**EXCERPTED PASSAGE**
_ _ _ _

But, by then, the damage will have been done to a large number of the people whose information was stolen anyway.
Once again, the government proves that its security measures are far behind those of the real world's.
Lee Darrow, C.H.
The system event log in Windows keeps track of every startup/shutdown. If the system is relatively new and has never had its OS reinstalled, you can expect this information to match (or be off by one in a predictable way) unless the hard drive has been started without booting the OS. You'd have to question the owner of the laptop about anything he's done that might start the drive without booting the OS.
And if there's a SMART daemon on the system, you might have a log of those statistics, made on a regular basis. You could then figure out if the hard drive has been started without the SMART statistics being logged by the daemon.
That's not truly "raw" access to the hard drive. It's the logical data of the disk, not the physical data, and you are still going through the drive's logic. You won't modify the filesystem, but the SMART data will still be updated. And to respond to the GP, it doesn't matter if you disable SMART in the BIOS, because all that setting does is control whether the BIOS checks the SMART status of drives and warns you of a failure before booting. There's a seperate tool to enable/disable SMART on the drive itself, but you'd still bump up the power cycle by the time you've started the system in order to use the tool. And you'd have to turn SMART back on at the end.
Okay, it's "possible" that the data was stolen, but highly unlikely.

_ _ _ _

**WHAT YOU ARE ASKED TO DO**
Reproduce word for word the part of the discussion of laptop hard drive logs between "And if there's" and "at the end.", inclusive. The data that follows is not required for any part of this exercise.

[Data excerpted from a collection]
_ _ _ _

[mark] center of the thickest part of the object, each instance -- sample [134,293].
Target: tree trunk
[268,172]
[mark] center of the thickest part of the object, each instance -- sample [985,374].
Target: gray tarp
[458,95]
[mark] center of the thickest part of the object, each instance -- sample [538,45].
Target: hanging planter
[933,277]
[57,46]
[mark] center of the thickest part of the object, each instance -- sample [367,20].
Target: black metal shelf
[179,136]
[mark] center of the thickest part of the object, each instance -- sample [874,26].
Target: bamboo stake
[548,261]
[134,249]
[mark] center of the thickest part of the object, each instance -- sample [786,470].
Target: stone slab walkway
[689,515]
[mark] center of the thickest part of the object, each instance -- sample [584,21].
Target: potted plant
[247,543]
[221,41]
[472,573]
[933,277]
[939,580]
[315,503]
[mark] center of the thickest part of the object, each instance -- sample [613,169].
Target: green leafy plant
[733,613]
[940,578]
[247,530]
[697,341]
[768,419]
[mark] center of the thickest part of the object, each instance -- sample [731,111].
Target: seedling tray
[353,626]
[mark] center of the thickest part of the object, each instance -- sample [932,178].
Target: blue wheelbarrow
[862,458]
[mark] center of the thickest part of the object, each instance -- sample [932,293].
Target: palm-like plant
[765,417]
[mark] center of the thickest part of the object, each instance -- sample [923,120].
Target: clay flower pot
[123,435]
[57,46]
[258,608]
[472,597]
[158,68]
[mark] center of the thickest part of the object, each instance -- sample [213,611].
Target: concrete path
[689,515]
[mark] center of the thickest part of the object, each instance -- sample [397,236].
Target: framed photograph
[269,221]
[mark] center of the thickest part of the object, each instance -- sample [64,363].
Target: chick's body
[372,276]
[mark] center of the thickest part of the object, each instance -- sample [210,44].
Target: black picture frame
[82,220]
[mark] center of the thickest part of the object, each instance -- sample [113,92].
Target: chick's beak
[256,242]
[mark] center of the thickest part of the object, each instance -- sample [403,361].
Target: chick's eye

_ _ _ _

**EXERCISE SOLUTION**
And if there's a SMART daemon on the system, you might have a log of those statistics, made on a regular basis. You could then figure out if the hard drive has been started without the SMART statistics being logged by the daemon.
That's not truly "raw" access to the hard drive. It's the logical data of the disk, not the physical data, and you are still going through the drive's logic. You won't modify the filesystem, but the SMART data will still be updated. And to respond to the GP, it doesn't matter if you disable SMART in the BIOS, because all that setting does is control whether the BIOS checks the SMART status of drives and warns you of a failure before booting. There's a seperate tool to enable/disable SMART on the drive itself, but you'd still bump up the power cycle by the time you've started the system in order to use the tool. And you'd have to turn SMART back on at the end.